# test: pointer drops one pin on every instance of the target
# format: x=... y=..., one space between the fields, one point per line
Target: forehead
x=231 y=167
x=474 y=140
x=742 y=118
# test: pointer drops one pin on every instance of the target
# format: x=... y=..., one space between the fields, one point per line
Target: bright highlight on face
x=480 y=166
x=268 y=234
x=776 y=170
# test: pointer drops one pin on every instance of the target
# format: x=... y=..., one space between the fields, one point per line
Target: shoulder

────

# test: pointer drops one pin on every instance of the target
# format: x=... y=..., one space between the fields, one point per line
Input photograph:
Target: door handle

────

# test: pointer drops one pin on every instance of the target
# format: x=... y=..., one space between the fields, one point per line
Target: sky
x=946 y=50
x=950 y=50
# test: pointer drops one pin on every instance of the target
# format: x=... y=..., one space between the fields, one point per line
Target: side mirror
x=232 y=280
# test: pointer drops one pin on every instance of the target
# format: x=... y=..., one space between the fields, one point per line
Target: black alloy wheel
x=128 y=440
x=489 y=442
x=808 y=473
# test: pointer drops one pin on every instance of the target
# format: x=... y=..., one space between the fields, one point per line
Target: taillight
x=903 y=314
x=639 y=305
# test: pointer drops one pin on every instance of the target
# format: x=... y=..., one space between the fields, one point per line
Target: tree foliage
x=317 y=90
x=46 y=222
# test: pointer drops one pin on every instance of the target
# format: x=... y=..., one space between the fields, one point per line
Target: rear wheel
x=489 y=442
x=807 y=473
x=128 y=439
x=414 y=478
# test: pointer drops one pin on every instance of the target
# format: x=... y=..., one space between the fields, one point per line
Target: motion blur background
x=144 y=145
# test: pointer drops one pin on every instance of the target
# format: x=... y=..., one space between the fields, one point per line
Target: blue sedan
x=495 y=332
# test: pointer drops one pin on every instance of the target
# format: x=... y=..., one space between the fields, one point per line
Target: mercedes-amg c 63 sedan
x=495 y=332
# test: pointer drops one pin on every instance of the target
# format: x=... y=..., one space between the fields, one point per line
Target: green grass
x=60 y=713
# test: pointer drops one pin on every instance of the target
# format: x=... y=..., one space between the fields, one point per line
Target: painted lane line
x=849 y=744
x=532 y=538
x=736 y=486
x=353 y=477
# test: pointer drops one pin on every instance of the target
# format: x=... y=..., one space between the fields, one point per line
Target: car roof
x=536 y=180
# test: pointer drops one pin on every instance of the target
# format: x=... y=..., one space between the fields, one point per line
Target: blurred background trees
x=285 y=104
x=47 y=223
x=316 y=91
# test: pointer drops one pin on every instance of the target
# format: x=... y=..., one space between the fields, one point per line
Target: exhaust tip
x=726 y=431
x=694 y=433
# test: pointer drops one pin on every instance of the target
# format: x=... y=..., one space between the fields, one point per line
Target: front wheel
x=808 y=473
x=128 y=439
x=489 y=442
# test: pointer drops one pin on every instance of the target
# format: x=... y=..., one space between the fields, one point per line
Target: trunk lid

────

• [Exercise objective]:
Taking the line with "Target: car roof" as the first and the line with "Target: trunk lid" as the last, retype that stretch of the data above exactly, with no other lines.

• [Written response]:
Target: car roof
x=536 y=180
# test: pointer drops one pin on every instance of the target
# format: x=... y=..., one space between the fields, one point per line
Target: blurred background trees
x=285 y=104
x=47 y=223
x=316 y=91
# test: pointer drops one pin on every instance of the target
# format: x=... y=..., one space between the fields, one point per line
Target: exhaust tip
x=726 y=431
x=694 y=433
# test: pointer drops one pin on every instance of the target
# format: x=... y=..., one space between the fields, one point per line
Target: front wheel
x=808 y=473
x=128 y=439
x=489 y=442
# test: pointer drops one pin on every instance of the target
# format: x=... y=..., one space between the fields, one point per line
Target: trunk lid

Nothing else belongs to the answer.